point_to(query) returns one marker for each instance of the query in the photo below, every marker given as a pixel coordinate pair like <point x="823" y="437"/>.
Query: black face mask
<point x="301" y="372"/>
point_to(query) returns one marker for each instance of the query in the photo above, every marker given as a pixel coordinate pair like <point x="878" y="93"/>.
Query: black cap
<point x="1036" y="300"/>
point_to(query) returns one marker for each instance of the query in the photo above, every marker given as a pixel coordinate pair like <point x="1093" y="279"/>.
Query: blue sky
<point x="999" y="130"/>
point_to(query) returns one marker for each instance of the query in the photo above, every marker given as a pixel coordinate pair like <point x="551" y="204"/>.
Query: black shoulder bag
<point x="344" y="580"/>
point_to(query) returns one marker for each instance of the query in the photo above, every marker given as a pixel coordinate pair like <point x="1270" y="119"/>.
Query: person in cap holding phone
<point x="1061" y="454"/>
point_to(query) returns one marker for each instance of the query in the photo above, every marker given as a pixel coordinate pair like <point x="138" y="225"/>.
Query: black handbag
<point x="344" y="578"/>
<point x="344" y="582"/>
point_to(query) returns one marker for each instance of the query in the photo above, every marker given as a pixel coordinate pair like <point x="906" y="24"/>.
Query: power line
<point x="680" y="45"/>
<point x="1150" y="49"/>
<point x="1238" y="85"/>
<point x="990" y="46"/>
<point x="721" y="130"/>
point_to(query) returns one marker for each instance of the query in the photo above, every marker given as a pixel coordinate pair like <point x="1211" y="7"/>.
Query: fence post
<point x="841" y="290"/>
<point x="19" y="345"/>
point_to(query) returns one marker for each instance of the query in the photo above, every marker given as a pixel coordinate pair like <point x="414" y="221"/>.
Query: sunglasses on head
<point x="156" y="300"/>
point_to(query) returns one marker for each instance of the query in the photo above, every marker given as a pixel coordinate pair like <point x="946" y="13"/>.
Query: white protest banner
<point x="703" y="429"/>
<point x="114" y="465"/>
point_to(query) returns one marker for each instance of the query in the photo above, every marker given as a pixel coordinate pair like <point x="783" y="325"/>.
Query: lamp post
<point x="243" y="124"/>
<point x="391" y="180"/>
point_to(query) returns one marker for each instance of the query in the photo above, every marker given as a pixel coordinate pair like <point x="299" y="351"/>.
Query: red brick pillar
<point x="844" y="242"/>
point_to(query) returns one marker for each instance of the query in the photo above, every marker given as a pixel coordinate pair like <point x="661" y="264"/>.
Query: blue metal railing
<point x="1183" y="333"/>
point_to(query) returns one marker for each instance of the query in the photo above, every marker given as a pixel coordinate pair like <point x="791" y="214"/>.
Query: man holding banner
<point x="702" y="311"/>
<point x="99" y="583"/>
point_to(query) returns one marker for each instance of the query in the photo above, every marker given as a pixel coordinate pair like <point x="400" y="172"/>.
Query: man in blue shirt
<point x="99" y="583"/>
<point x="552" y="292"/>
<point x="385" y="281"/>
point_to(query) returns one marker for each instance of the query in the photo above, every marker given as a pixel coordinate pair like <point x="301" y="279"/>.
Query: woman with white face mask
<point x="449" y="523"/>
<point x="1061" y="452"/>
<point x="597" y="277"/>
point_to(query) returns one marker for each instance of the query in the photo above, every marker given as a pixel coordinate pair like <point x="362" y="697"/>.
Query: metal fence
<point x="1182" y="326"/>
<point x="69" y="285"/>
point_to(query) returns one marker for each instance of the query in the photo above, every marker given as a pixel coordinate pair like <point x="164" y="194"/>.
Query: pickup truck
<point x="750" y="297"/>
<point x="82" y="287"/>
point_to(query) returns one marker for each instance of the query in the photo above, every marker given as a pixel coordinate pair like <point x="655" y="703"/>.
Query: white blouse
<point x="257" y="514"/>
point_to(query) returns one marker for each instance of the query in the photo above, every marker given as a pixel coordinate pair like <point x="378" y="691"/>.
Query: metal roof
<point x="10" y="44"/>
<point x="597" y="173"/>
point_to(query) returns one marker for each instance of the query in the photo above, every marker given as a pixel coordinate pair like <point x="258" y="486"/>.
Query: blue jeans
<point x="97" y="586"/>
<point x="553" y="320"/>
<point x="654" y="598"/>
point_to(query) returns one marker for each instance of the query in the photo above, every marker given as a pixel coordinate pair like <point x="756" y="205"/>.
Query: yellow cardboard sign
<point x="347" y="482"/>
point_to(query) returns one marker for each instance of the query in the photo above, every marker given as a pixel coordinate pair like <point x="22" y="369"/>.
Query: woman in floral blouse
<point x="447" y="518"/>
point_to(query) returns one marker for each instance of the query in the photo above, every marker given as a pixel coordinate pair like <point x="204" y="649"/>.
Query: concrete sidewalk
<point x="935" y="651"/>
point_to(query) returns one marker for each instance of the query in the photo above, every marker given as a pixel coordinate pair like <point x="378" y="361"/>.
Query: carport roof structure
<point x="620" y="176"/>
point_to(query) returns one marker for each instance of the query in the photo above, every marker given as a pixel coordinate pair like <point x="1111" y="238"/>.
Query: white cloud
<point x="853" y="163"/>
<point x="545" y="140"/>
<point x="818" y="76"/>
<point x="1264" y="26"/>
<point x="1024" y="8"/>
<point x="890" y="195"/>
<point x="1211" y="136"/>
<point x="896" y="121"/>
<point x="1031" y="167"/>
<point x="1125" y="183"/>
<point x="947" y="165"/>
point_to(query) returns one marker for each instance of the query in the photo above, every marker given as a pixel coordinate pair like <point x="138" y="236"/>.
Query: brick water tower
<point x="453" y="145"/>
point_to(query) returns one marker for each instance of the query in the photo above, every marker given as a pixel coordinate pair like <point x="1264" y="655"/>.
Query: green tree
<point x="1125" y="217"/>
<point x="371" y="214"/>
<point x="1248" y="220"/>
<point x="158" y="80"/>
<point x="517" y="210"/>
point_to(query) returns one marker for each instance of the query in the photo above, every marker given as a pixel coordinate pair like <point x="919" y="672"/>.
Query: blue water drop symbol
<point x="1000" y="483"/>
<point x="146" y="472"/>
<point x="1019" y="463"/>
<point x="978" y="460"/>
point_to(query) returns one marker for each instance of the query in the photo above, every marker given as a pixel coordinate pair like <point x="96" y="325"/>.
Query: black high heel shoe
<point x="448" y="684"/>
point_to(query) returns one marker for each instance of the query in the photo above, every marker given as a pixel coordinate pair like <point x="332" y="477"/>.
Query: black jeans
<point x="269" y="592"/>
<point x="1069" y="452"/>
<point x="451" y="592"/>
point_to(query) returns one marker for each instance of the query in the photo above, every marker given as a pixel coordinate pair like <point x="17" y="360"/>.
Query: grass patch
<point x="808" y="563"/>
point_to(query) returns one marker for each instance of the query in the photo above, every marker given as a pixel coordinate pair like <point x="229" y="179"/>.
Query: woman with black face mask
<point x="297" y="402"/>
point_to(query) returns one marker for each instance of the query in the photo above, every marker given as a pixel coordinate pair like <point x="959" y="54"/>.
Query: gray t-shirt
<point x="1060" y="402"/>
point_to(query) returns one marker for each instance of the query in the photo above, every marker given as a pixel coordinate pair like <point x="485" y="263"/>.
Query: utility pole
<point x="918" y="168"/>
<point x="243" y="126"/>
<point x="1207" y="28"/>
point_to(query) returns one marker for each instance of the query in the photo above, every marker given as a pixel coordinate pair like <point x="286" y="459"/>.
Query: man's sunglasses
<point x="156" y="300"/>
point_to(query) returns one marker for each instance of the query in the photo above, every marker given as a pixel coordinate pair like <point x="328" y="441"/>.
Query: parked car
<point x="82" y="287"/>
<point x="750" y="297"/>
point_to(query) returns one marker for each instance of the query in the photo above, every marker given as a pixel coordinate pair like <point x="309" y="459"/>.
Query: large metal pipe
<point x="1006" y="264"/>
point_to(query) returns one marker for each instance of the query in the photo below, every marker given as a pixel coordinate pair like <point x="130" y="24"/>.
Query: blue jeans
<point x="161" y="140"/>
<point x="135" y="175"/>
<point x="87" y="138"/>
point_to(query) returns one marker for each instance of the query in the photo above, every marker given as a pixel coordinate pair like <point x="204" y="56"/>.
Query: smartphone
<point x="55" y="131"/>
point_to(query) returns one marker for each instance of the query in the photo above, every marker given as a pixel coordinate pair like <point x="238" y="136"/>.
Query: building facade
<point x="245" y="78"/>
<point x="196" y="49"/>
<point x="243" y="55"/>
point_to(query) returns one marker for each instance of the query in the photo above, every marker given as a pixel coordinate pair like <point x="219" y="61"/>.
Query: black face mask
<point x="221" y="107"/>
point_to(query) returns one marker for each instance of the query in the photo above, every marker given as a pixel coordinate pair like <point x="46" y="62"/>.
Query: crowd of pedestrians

*Directions*: Which lines of the entries above contain the word "below"? Copy each of them.

*Task response*:
point_to(query) returns one marker for each instance of the query in the photo below, every marker given as a pixel coordinate pair like <point x="823" y="437"/>.
point_to(query) returns one marker for each instance of the query in the photo below, every marker given as a pixel coordinate pair like <point x="130" y="24"/>.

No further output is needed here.